--- begin Task input ---

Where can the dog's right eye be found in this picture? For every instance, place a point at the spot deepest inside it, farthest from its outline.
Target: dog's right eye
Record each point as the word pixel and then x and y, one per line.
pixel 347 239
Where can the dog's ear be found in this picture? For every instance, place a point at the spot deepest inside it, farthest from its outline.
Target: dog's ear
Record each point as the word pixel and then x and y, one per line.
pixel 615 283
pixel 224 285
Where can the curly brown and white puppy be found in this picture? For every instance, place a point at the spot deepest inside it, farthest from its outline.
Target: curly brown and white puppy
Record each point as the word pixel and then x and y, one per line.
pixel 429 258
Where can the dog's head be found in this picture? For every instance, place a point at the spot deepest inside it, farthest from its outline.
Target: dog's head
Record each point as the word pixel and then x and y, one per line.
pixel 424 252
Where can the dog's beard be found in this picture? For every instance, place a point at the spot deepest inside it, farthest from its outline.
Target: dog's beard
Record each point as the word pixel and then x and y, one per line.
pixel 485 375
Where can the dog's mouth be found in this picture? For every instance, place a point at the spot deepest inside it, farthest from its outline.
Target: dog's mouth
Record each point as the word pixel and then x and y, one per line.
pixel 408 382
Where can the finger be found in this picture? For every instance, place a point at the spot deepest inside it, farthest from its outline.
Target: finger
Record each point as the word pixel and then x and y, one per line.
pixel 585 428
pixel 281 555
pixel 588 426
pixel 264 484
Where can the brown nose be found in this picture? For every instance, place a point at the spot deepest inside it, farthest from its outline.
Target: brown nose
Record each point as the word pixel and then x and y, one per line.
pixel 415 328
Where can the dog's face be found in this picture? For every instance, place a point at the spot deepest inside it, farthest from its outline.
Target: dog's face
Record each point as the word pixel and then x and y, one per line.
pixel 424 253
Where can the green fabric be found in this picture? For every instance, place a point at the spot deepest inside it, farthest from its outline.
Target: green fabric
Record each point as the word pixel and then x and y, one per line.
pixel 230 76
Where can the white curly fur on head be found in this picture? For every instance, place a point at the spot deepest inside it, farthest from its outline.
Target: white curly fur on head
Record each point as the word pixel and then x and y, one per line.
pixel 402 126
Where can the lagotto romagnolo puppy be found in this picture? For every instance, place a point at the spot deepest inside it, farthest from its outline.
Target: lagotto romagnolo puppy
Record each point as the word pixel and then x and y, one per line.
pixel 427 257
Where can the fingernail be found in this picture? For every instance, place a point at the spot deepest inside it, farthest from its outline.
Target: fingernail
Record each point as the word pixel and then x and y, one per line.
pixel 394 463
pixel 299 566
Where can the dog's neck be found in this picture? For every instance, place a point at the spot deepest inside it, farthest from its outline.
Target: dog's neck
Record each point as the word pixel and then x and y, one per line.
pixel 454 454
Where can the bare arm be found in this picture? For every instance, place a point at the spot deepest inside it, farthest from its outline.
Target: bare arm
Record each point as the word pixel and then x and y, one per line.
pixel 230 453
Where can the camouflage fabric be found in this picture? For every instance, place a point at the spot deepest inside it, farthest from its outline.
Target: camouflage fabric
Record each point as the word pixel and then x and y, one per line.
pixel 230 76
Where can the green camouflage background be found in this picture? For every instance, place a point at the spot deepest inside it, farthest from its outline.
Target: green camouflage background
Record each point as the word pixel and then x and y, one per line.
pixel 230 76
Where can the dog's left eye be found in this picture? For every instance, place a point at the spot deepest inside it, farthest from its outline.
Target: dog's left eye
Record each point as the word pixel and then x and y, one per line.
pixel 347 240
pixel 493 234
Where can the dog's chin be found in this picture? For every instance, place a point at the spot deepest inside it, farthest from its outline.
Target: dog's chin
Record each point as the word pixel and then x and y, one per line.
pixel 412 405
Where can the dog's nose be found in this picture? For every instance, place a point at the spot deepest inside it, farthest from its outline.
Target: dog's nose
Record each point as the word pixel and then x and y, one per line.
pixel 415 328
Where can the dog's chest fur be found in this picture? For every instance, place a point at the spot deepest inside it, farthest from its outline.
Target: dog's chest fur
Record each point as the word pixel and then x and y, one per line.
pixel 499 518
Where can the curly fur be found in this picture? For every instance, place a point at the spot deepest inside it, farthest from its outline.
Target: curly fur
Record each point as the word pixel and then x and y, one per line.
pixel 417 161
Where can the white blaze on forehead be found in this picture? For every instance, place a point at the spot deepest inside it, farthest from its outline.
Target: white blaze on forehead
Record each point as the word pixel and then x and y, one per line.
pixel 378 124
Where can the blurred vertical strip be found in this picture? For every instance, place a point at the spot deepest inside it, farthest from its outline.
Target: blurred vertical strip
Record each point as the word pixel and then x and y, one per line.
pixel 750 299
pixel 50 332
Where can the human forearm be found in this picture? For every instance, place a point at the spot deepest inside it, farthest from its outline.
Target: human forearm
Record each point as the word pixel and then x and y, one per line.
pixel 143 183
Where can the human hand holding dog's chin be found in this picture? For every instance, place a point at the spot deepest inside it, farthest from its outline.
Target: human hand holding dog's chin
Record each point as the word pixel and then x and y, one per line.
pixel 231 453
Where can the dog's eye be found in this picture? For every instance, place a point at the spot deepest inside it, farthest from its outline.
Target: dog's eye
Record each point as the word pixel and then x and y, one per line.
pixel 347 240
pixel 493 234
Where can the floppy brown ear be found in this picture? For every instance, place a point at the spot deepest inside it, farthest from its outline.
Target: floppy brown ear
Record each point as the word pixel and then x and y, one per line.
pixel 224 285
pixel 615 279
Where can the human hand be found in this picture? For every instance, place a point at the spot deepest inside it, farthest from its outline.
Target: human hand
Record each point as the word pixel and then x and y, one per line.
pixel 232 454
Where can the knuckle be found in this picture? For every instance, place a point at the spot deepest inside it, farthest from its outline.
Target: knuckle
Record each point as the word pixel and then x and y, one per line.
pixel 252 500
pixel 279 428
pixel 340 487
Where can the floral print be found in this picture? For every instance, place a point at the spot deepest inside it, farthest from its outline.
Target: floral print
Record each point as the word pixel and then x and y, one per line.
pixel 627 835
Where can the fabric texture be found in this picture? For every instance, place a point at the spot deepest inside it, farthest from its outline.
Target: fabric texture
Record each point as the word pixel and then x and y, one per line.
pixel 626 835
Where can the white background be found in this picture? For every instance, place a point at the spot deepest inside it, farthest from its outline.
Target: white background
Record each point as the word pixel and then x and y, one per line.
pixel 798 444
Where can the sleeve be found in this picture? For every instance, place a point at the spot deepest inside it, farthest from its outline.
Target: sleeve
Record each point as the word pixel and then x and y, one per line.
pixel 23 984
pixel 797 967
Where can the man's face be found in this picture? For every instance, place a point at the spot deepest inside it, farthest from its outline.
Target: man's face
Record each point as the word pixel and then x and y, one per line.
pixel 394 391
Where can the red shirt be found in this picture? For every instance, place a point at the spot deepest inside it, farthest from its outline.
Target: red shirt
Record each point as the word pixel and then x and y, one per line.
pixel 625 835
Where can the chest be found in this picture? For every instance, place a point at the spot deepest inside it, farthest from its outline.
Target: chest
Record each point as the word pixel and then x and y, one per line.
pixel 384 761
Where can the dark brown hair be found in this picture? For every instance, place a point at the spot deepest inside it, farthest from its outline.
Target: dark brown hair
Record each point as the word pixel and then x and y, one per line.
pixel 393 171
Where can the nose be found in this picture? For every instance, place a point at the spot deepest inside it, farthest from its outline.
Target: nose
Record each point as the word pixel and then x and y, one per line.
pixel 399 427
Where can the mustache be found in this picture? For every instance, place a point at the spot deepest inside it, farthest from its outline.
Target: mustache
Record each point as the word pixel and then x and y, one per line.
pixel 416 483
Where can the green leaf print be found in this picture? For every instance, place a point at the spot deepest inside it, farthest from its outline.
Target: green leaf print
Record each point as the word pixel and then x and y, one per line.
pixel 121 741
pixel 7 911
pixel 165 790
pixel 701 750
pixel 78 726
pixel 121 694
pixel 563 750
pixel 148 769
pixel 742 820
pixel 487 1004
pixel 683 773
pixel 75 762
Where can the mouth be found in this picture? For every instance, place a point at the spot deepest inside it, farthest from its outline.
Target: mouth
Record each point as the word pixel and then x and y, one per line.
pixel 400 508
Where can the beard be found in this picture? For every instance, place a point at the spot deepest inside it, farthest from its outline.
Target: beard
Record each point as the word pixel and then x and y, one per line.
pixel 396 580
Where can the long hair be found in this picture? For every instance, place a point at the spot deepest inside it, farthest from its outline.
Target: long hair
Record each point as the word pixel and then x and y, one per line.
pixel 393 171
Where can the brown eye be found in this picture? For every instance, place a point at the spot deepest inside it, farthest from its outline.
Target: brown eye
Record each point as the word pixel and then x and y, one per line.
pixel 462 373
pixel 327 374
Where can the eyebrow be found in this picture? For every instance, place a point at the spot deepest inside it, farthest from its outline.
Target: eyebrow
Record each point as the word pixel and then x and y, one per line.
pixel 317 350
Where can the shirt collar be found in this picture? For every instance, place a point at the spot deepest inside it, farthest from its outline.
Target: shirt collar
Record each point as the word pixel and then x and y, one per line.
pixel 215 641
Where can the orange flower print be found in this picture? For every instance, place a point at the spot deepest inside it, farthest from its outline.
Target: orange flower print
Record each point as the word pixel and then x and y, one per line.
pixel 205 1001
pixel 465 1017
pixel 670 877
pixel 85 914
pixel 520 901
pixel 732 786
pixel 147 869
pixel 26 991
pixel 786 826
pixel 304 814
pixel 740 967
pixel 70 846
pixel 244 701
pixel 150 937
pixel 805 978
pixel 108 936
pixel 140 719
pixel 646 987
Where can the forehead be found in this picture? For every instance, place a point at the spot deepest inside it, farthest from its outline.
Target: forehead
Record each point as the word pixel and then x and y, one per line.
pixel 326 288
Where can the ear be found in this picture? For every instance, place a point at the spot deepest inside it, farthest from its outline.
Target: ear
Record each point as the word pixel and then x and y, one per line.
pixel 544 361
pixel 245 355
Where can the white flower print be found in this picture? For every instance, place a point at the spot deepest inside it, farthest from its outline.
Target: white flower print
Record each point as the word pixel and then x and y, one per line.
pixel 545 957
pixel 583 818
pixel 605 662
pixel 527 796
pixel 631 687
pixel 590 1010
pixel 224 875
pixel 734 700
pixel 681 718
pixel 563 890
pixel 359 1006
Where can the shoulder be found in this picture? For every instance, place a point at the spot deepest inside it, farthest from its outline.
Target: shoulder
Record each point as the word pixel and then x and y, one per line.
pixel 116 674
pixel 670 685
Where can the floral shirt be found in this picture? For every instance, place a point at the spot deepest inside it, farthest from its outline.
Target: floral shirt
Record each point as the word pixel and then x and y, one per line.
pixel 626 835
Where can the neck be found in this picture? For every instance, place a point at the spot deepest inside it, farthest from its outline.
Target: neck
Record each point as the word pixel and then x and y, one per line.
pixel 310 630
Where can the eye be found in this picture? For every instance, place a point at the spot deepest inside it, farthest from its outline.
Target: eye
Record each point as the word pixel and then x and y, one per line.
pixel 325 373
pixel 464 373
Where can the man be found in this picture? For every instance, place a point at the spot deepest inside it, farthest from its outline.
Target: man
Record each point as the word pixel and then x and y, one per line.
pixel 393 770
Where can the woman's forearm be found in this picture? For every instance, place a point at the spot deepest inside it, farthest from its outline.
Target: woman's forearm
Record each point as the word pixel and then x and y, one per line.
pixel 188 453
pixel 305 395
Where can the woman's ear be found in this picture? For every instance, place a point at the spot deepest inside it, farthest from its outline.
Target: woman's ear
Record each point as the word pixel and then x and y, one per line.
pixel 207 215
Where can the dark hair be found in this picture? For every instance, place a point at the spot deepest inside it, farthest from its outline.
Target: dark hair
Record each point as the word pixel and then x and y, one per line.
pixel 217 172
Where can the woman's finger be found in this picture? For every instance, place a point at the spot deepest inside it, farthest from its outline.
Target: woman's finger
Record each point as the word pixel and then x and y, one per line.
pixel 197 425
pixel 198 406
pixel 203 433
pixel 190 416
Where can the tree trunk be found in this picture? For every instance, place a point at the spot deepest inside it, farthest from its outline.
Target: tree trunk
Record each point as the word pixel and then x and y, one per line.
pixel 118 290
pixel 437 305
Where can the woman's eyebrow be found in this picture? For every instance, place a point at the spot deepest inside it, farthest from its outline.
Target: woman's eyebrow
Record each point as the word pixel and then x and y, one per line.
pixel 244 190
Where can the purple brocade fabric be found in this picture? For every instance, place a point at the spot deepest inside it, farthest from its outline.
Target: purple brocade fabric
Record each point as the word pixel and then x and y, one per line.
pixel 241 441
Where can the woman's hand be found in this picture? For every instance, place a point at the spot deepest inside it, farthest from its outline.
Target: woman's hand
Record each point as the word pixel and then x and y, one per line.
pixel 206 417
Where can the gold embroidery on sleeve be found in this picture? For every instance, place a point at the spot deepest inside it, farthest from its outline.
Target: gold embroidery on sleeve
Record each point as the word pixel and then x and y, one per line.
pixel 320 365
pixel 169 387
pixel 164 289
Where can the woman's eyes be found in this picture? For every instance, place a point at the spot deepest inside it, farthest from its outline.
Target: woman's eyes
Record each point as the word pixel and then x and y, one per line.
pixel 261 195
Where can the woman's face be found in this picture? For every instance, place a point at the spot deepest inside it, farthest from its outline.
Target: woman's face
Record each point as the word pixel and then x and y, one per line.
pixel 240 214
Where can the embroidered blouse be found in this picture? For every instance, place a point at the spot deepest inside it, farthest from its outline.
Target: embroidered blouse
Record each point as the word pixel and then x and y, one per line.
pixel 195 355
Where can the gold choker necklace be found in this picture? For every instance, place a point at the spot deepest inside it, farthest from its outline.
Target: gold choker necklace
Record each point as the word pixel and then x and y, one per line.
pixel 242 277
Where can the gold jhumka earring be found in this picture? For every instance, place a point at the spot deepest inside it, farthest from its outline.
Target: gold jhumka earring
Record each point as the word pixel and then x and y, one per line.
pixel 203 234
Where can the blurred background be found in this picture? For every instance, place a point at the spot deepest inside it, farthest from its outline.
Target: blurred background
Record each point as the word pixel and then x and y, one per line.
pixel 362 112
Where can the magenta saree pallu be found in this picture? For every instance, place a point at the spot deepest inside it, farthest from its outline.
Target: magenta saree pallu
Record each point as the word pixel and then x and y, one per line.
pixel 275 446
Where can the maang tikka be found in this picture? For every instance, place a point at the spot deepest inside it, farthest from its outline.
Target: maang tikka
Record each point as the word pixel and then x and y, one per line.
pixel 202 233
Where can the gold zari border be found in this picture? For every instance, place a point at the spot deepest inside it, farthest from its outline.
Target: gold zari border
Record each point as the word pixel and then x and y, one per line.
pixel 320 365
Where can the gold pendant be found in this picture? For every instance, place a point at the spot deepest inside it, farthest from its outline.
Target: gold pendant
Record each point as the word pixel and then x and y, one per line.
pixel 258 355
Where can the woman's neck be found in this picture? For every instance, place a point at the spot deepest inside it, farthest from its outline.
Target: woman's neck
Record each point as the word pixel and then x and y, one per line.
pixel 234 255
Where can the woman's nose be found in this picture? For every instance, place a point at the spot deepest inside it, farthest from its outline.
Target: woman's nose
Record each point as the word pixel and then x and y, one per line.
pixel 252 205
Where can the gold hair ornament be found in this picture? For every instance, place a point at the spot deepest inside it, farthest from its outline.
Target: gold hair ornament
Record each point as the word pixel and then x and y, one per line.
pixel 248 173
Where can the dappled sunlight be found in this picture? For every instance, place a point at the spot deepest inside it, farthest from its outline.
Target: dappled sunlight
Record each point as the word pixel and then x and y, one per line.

--- end Task input ---

Your task — Quote the line that contains "Where can the woman's neck" and each line after it through the end of the data, exactly, leaving out everything else.

Complete output —
Where can the woman's neck be found in this picture? For every instance, place a point at the spot deepest inside it, farthest from its outline.
Target: woman's neck
Record each point as the word pixel and then x and y, one per line.
pixel 234 255
Where can the woman's nose be found in this picture? For every instance, place a point at the spot deepest inside it, farthest from its outline.
Target: woman's nose
Record each point as the word pixel and then x and y, one per line.
pixel 252 205
Where can the gold hair ornament be found in this picture? For every instance, place a point at the spot deepest inside it, farthest from its outline.
Target: gold hair ornament
Record each point as the word pixel and then x and y, one per line.
pixel 248 173
Where can the dappled sunlight be found in this picture? For every instance, place a point at the spot deepest inside it, farthest from its outline.
Target: dappled sunlight
Record each point as the word pixel and then x and y, one per line.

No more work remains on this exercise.